=== TASK DIRECTIONS ===
Leave out the images and set down the records below exactly.

Free-text object descriptions
===============
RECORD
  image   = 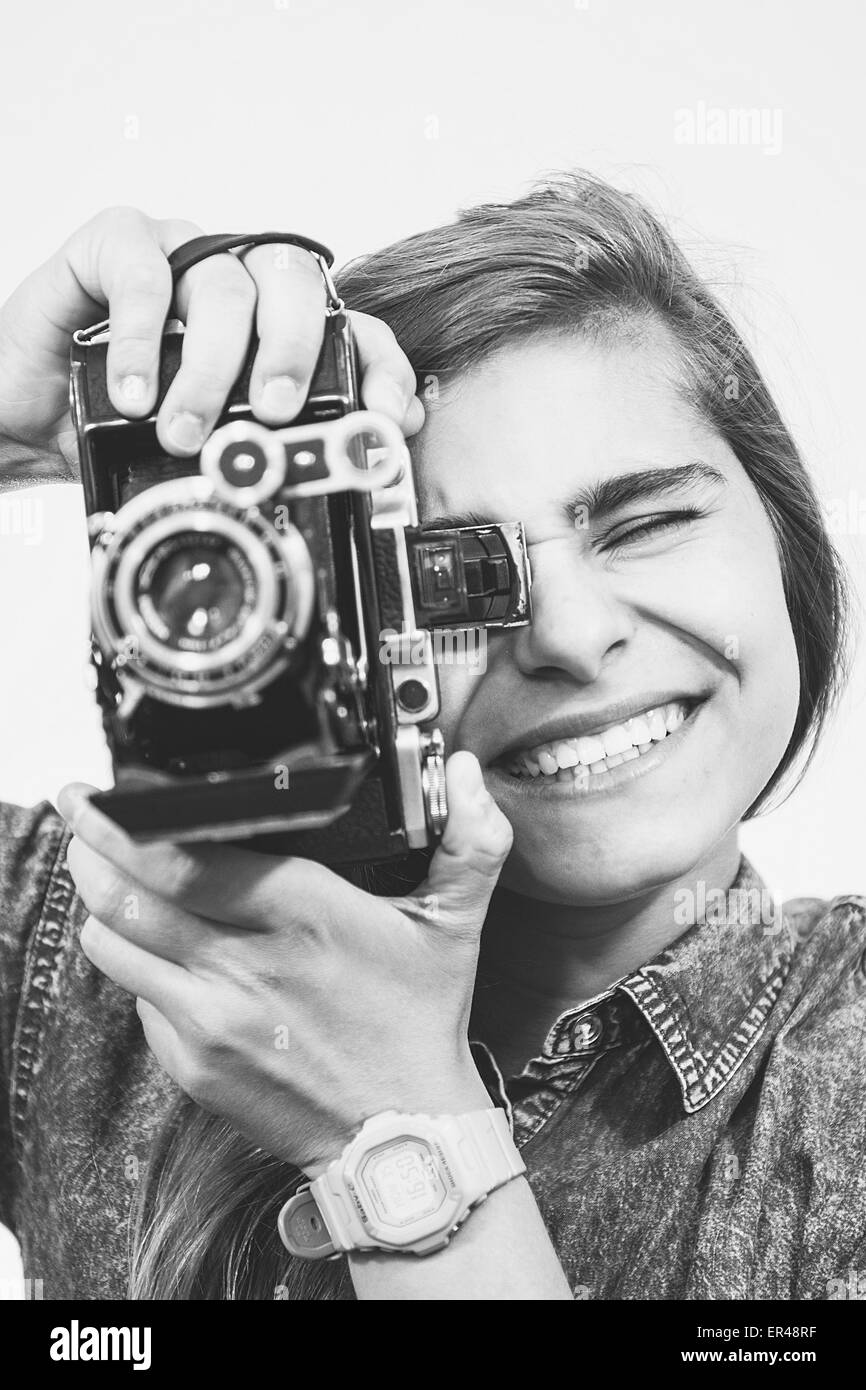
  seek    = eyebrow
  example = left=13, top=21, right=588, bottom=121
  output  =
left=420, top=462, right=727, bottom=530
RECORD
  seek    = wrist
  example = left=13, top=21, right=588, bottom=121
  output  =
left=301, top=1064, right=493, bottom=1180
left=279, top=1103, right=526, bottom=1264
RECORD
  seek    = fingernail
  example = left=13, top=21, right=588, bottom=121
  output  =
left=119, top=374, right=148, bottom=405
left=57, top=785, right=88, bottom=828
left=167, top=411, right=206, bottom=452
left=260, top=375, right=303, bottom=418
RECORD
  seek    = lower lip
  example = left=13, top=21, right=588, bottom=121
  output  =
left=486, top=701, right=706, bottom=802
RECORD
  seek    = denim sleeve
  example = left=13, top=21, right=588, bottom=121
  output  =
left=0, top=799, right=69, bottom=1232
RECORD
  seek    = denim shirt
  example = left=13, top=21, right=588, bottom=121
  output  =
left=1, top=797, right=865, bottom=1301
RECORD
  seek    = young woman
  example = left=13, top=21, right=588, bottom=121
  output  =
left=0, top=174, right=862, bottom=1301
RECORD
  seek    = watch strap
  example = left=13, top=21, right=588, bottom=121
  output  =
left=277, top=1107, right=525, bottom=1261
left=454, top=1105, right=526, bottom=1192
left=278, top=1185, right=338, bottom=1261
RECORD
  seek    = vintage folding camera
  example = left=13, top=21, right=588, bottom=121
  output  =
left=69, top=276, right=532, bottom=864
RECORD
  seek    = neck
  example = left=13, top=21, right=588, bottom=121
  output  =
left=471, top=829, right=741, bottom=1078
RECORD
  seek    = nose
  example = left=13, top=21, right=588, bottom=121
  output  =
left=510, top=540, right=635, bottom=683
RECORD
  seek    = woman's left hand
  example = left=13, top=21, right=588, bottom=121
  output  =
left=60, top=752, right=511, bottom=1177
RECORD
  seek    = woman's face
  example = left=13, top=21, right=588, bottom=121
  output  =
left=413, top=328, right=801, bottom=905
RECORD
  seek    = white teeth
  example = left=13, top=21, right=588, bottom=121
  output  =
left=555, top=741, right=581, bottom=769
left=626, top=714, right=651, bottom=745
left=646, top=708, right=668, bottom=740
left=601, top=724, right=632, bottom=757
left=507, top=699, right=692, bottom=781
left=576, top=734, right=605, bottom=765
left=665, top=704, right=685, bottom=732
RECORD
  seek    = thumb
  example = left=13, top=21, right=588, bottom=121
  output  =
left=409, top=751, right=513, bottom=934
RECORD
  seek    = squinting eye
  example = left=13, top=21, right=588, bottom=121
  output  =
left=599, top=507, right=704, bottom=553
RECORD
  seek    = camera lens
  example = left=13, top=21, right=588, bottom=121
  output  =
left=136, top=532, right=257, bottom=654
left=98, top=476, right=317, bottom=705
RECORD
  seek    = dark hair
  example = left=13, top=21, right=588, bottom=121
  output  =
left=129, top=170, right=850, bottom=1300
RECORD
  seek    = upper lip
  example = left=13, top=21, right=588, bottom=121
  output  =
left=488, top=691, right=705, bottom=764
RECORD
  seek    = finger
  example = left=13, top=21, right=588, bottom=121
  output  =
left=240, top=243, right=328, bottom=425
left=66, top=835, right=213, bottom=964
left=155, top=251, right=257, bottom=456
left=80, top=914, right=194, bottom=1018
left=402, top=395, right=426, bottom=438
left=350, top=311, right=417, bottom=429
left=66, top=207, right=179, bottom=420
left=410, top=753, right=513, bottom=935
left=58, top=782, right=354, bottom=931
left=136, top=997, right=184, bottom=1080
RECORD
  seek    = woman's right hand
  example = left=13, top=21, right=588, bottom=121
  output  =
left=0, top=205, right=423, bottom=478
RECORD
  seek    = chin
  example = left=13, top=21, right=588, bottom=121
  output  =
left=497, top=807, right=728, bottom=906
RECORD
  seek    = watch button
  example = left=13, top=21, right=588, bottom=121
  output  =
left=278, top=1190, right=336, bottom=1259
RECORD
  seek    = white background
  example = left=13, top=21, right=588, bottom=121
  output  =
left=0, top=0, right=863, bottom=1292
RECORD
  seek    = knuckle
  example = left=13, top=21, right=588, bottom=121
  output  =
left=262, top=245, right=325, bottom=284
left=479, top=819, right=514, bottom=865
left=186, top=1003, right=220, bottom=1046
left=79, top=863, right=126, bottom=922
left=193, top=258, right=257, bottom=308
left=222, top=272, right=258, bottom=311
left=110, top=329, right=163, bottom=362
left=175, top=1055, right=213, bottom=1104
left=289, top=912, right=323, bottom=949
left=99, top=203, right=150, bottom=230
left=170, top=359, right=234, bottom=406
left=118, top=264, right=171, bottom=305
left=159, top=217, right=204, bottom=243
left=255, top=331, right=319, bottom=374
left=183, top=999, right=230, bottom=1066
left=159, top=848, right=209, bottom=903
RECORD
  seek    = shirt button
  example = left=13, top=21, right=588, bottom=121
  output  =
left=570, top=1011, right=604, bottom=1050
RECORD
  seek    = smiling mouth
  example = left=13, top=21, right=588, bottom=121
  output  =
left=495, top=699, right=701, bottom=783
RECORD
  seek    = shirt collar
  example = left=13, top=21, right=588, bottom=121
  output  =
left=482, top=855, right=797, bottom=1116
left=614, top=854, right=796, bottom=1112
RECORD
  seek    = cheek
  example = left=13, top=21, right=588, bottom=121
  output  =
===============
=== RESPONSE AREA ===
RECORD
  image   = 
  seek    = eyebrow
  example = left=13, top=21, right=588, bottom=121
  output  =
left=420, top=462, right=727, bottom=530
RECORD
  seek    = wrist
  example = left=13, top=21, right=588, bottom=121
  output  =
left=301, top=1064, right=493, bottom=1180
left=279, top=1103, right=526, bottom=1264
RECORD
  seek    = fingernail
  example = left=13, top=21, right=588, bottom=121
  output  =
left=119, top=374, right=148, bottom=405
left=57, top=785, right=88, bottom=828
left=167, top=411, right=206, bottom=452
left=260, top=375, right=303, bottom=418
RECORD
  seek    = lower lip
  example = left=13, top=21, right=588, bottom=121
  output  =
left=486, top=701, right=706, bottom=802
RECORD
  seek    = denim sleeve
  example = left=13, top=21, right=588, bottom=121
  output  =
left=0, top=799, right=69, bottom=1232
RECORD
  seek    = denim shirt
  example = left=13, top=21, right=588, bottom=121
  output  =
left=1, top=797, right=865, bottom=1301
RECORD
  seek    = young woman
  example = left=13, top=21, right=588, bottom=121
  output  =
left=0, top=174, right=862, bottom=1301
RECORD
  seek    = watch strap
  example = left=13, top=21, right=588, bottom=121
  output  =
left=277, top=1107, right=525, bottom=1261
left=454, top=1105, right=526, bottom=1192
left=278, top=1185, right=338, bottom=1261
RECORD
  seek    = vintage folding camera
  example = left=13, top=21, right=588, bottom=121
  output  =
left=69, top=276, right=532, bottom=864
RECORD
  seek    = neck
  example = left=13, top=21, right=588, bottom=121
  output  =
left=471, top=829, right=741, bottom=1078
RECORD
  seek    = nose
  example = left=13, top=21, right=588, bottom=121
  output  =
left=510, top=540, right=635, bottom=683
RECORD
  seek    = woman's left hand
  example = left=13, top=21, right=588, bottom=121
  output  =
left=60, top=752, right=511, bottom=1177
RECORD
  seek    = woman's face
  example = left=13, top=21, right=588, bottom=121
  output  =
left=413, top=328, right=801, bottom=905
RECORD
  seek    = white teeth
  example = left=13, top=21, right=588, bottom=121
  output  =
left=555, top=741, right=581, bottom=769
left=626, top=714, right=651, bottom=745
left=646, top=708, right=668, bottom=740
left=601, top=724, right=632, bottom=757
left=507, top=699, right=692, bottom=781
left=576, top=734, right=605, bottom=765
left=665, top=704, right=685, bottom=732
RECORD
  seek    = thumb
  example = left=13, top=21, right=588, bottom=121
  output  =
left=409, top=751, right=513, bottom=934
RECORD
  seek    = squinting eye
  example = left=13, top=21, right=588, bottom=121
  output  =
left=599, top=507, right=704, bottom=553
RECORD
  seek    = camera lens
  example = left=13, top=21, right=588, bottom=121
  output  =
left=136, top=532, right=257, bottom=654
left=98, top=476, right=317, bottom=705
RECORD
  seek    = dark hair
  example = left=13, top=21, right=588, bottom=121
  output  =
left=129, top=170, right=850, bottom=1300
RECORD
  seek    = upper lip
  example = left=13, top=21, right=588, bottom=121
  output  =
left=488, top=691, right=705, bottom=764
RECORD
  seek    = finger
  example = left=13, top=21, right=588, bottom=121
  output  =
left=240, top=243, right=328, bottom=425
left=66, top=835, right=213, bottom=964
left=155, top=251, right=257, bottom=456
left=80, top=914, right=194, bottom=1018
left=402, top=395, right=426, bottom=438
left=350, top=311, right=417, bottom=429
left=66, top=207, right=179, bottom=420
left=410, top=753, right=513, bottom=935
left=58, top=782, right=354, bottom=931
left=136, top=997, right=184, bottom=1080
RECORD
  seek    = woman's right hand
  example = left=13, top=21, right=588, bottom=121
  output  =
left=0, top=205, right=423, bottom=478
RECORD
  seek    = chin
  example = left=13, top=21, right=588, bottom=121
  output  =
left=497, top=807, right=728, bottom=906
RECORD
  seek    = watch button
  example = left=13, top=21, right=588, bottom=121
  output  =
left=278, top=1190, right=336, bottom=1259
RECORD
  seek    = white background
  example = left=13, top=21, right=588, bottom=121
  output  =
left=0, top=0, right=863, bottom=1292
RECORD
  seek    = knuckle
  example = left=13, top=21, right=588, bottom=121
  output  =
left=262, top=245, right=325, bottom=284
left=479, top=819, right=514, bottom=865
left=186, top=1003, right=220, bottom=1046
left=79, top=863, right=126, bottom=922
left=193, top=258, right=257, bottom=308
left=222, top=272, right=258, bottom=311
left=110, top=329, right=163, bottom=362
left=175, top=1055, right=213, bottom=1104
left=289, top=912, right=323, bottom=949
left=99, top=203, right=150, bottom=230
left=170, top=359, right=234, bottom=406
left=118, top=264, right=171, bottom=305
left=159, top=217, right=204, bottom=243
left=255, top=331, right=319, bottom=374
left=183, top=999, right=230, bottom=1066
left=159, top=848, right=209, bottom=903
RECORD
  seek    = shirt button
  example = left=13, top=21, right=588, bottom=121
  output  =
left=570, top=1011, right=604, bottom=1050
RECORD
  seek    = smiling mouth
  example = left=13, top=21, right=588, bottom=121
  output  =
left=495, top=699, right=701, bottom=783
RECORD
  seek    = shirt collar
  example = left=13, top=21, right=588, bottom=121
  output  =
left=482, top=855, right=797, bottom=1116
left=614, top=854, right=796, bottom=1112
RECORD
  seek    = cheek
  example = left=13, top=21, right=588, bottom=121
  output  =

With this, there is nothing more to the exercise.